▶ [TESTO IN ESAME]:
Chi lo ha conosciuto bene ha continuato a testimoniare che «Romero non era un rivoluzionario, ma un uomo della Chiesa, del Vangelo e quindi dei poveri». Del resto, il popolo salvadoregno lo ha subito ritenuto un martire e ha continuato a pregare sulla sua tomba, nella cripta della cattedrale del Divino Salvatore del Mondo a San Salvador.
Il cammino per verificare il suo effettivo martirio in odio alla fede è cominciato il 13 settembre 1993 col nulla osta da parte della Santa Sede. Ha visto quindi l’apertura della fase diocesana a San Salvador il 24 marzo 1994, conclusa il 1° novembre 1996 e convalidata il 4 luglio 1997.
La “Positio super martyrio” è stata presentata nel 2014, una volta superati tutti i dubbi relativi a un presunto coinvolgimento del vescovo nella Teologia della Liberazione. Il 3 febbraio 2015 papa Francesco ha autorizzato la promulgazione del decreto che ufficializzava il suo martirio.
Il 23 maggio 2015, nella Piazza Salvatore del Mondo di San Salvador, monsignor Romero è diventato dunque Beato, col rito presieduto dal cardinal Angelo Amato, Prefetto della Congregazione delle Cause dei Santi, come inviato del Papa. La sua memoria liturgica è stata fissata al 24 marzo, giorno della sua nascita al Cielo, che dal 1992 è la data in cui ricorre la Giornata di preghiera e digiuno per i missionari martiri.

▶ [ELENCO DELLE CONSEGNE]:
**a)** Secondo il brano su monsignor Romero, chi ha presieduto il rito della sua beatificazione?
**b)** Riscriva il brano su monsignor Romero da "Chi lo ha conosciuto" fino a "a San Salvador." incluso, sostituendo "popolo salvadoregno" con "popolo del Salvador".
**c)** Elenchi tutte le date complete di giorno, mese e anno che compaiono nel brano su monsignor Romero.
Le righe riportate di seguito non hanno alcun ruolo in questo lavoro.

▶ [DATI FORNITI]:
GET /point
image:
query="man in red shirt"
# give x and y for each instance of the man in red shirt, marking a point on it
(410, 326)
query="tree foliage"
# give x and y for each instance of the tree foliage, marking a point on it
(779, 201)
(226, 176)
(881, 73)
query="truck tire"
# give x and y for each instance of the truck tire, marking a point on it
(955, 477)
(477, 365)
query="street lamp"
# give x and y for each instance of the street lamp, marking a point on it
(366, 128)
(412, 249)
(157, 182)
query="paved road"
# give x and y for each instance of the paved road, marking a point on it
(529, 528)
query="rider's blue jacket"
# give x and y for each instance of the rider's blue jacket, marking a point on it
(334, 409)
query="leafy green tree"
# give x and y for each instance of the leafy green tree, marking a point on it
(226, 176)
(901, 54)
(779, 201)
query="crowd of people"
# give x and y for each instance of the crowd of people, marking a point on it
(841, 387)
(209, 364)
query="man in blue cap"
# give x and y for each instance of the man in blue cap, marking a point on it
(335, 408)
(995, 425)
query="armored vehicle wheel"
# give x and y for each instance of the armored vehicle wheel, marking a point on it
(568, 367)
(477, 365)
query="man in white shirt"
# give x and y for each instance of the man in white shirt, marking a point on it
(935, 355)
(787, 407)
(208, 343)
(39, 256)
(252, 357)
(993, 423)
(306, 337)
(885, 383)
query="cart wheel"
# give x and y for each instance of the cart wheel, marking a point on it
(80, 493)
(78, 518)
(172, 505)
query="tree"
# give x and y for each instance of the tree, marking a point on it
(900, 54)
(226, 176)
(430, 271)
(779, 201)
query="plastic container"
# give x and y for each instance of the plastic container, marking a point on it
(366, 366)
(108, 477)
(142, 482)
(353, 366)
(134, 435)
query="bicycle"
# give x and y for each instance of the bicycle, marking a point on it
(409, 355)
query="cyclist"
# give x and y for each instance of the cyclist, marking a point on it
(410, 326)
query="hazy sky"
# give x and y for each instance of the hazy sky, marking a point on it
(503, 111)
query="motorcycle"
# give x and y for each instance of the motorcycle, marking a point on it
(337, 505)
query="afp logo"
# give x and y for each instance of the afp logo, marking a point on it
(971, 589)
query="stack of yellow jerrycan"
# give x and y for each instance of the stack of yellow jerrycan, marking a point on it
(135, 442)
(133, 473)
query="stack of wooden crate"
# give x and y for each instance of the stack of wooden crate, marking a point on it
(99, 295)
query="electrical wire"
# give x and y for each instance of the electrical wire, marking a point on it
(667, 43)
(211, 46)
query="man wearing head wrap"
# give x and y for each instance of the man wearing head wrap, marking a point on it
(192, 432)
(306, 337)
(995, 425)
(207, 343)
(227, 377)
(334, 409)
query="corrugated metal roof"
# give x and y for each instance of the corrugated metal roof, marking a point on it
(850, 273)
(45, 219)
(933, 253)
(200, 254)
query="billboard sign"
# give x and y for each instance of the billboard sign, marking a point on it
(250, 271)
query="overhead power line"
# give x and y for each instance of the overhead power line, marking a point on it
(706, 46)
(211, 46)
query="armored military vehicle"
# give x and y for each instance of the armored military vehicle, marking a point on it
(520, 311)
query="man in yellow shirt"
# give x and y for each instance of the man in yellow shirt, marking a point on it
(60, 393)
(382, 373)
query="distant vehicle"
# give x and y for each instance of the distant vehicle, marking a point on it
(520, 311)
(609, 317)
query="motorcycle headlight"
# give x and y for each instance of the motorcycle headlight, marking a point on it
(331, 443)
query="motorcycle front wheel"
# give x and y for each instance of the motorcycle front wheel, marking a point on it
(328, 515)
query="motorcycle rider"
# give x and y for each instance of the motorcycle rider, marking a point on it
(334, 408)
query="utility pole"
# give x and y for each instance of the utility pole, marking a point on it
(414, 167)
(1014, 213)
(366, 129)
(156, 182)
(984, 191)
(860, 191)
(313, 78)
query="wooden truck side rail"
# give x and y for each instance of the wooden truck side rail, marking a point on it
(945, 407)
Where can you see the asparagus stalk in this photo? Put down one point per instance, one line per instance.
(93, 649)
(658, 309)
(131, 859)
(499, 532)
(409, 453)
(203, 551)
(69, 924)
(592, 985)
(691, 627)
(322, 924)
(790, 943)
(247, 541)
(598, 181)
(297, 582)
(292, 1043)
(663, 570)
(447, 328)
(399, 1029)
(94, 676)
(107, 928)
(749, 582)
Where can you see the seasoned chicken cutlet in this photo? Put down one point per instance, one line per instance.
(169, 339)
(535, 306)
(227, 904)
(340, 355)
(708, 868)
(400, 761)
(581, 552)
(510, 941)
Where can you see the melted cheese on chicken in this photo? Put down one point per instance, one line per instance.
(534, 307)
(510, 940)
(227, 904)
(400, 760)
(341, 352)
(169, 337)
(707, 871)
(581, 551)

▶ [RISPOSTE PER NUMERO]:
**a)** Il cardinal Angelo Amato, Prefetto della Congregazione delle Cause dei Santi, come inviato del Papa.

**b)**
Chi lo ha conosciuto bene ha continuato a testimoniare che «Romero non era un rivoluzionario, ma un uomo della Chiesa, del Vangelo e quindi dei poveri». Del resto, il popolo del Salvador lo ha subito ritenuto un martire e ha continuato a pregare sulla sua tomba, nella cripta della cattedrale del Divino Salvatore del Mondo a San Salvador.

**c)** 13 settembre 1993; 24 marzo 1994; 1° novembre 1996; 4 luglio 1997; 3 febbraio 2015; 23 maggio 2015